PROBLEMS TO SOLVE>
**a)** In the aquarium post, rewrite the part that opens with the words containing "OK, you got" and closes with "to eat you.", swapping "tag" for "hide-and-seek".
**b)** According to the aquarium post, during which period did modern sharks evolve?
(Beginning of DOCUMENT TEXT)
Saturday, January 21, 2012

Aquarium of the Americas

It was a little hot and muggy on Saturday, so we decided to cool off by going underwater - at the Aquarium of the Americas in New Orleans.

There's only one rule at the aquarium, and we broke it as soon as we got there: don't get eaten by sharks!

OK, you got me. Betty and the kids weren't really eaten by sharks, which is good because we probably would not have gotten a refund on our tickets. We had a great time. Annie was so happy to see her cousin David that they mostly ignored all the displays and just ran around playing tag. For my part, I like to read every line of text on every display (much to Betty's chagrin), so I learned a lot.

For example, did you know that some creatures alive today were also alive at the same time as and/or before the dinosaurs? It's true! Sharks are older than dinosaurs. In fact, "modern sharks" evolved during the Jurassic period. Just don't call any sharks "old-timers" because they really hate that, and will probably try to eat you.
(End of DOCUMENT TEXT)
(Beginning of DATA RECORDS)
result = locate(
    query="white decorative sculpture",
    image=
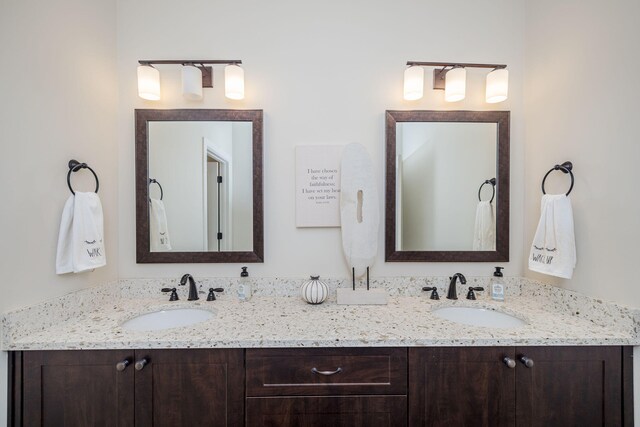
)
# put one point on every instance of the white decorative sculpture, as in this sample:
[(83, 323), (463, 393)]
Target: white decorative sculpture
[(359, 209)]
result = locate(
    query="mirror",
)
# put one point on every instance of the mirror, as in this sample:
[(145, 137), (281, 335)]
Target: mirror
[(199, 186), (447, 186)]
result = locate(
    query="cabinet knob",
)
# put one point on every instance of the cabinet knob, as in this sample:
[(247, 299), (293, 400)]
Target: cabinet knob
[(509, 362), (140, 364), (527, 361), (121, 366), (326, 373)]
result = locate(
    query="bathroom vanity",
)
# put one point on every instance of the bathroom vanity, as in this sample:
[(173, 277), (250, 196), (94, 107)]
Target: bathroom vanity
[(278, 361), (447, 386)]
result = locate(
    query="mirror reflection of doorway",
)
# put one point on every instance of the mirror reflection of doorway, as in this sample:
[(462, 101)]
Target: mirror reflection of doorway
[(217, 200)]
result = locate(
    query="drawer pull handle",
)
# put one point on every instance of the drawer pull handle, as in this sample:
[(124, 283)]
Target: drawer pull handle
[(526, 361), (121, 366), (140, 364), (509, 362), (326, 373)]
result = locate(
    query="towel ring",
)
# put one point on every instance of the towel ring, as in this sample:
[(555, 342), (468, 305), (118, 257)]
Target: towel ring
[(75, 166), (566, 167), (491, 181), (153, 181)]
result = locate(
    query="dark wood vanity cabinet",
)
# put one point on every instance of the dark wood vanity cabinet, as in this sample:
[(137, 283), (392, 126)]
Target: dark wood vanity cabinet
[(364, 387), (166, 388), (562, 386), (428, 386), (75, 388)]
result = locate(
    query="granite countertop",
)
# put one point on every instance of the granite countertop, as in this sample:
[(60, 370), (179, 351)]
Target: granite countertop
[(287, 321)]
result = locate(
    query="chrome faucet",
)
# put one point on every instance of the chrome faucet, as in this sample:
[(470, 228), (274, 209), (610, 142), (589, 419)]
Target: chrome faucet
[(451, 293), (193, 291)]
(End of DATA RECORDS)
SET OF ANSWERS>
**a)**
OK, you got me. Betty and the kids weren't really eaten by sharks, which is good because we probably would not have gotten a refund on our tickets. We had a great time. Annie was so happy to see her cousin David that they mostly ignored all the displays and just ran around playing hide-and-seek. For my part, I like to read every line of text on every display (much to Betty's chagrin), so I learned a lot.

For example, did you know that some creatures alive today were also alive at the same time as and/or before the dinosaurs? It's true! Sharks are older than dinosaurs. In fact, "modern sharks" evolved during the Jurassic period. Just don't call any sharks "old-timers" because they really hate that, and will probably try to eat you.

**b)** The Jurassic period.